### [PROMPT]
Starting with the first line and ending with the one that holds "Target: arched window", retype the entries exactly.

[Data items]
● ● ● ● ● ● ●
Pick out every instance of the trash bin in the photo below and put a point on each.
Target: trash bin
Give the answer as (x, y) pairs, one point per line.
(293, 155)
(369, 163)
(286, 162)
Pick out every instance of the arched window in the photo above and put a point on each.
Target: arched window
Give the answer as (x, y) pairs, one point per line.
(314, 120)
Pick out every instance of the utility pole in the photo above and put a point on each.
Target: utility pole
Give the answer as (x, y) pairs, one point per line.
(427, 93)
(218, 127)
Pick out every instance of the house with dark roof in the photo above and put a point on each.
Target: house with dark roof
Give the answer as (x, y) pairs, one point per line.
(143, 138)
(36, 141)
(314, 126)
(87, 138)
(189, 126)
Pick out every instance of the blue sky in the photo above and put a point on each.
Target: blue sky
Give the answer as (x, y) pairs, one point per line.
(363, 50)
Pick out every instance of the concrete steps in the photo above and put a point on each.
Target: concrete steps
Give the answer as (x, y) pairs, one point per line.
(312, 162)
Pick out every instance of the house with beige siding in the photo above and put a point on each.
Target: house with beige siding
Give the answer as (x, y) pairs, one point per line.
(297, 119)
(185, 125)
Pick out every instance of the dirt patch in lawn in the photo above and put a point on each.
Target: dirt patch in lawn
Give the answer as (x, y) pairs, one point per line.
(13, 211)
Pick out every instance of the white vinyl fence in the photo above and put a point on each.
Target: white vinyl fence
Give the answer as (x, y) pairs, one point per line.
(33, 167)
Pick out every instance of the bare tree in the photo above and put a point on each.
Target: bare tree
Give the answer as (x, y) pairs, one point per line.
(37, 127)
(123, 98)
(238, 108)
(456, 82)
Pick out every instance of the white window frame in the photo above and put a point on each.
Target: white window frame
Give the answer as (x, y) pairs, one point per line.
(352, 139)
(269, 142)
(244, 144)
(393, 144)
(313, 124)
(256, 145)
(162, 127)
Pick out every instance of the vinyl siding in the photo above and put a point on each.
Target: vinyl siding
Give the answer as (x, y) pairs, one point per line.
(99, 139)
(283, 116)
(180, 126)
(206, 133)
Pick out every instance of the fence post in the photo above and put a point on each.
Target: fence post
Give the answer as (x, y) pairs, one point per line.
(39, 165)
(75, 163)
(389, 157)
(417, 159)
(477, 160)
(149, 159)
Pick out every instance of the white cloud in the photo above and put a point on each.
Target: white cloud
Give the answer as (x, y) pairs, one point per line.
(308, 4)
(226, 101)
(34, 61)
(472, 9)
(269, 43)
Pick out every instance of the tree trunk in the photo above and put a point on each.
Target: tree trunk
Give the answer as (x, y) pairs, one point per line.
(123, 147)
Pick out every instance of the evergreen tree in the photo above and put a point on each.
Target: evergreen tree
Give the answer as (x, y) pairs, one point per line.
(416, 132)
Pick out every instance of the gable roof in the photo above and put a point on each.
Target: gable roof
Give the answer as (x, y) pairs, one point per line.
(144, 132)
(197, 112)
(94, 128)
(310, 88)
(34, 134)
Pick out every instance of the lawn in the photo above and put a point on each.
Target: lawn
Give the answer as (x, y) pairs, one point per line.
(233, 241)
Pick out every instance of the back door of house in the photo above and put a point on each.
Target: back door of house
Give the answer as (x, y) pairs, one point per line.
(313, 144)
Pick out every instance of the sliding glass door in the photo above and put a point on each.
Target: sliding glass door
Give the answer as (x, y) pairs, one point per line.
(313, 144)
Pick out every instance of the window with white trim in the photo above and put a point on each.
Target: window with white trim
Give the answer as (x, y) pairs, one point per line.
● ● ● ● ● ● ●
### [TASK OUTPUT]
Pick out every instance of the trash bin in the photo below and put a point on each.
Target: trash bin
Give the answer as (x, y) pairs, one point per line.
(293, 155)
(369, 163)
(286, 162)
Pick out every instance of the arched window in the photo above and put a point on each.
Target: arched window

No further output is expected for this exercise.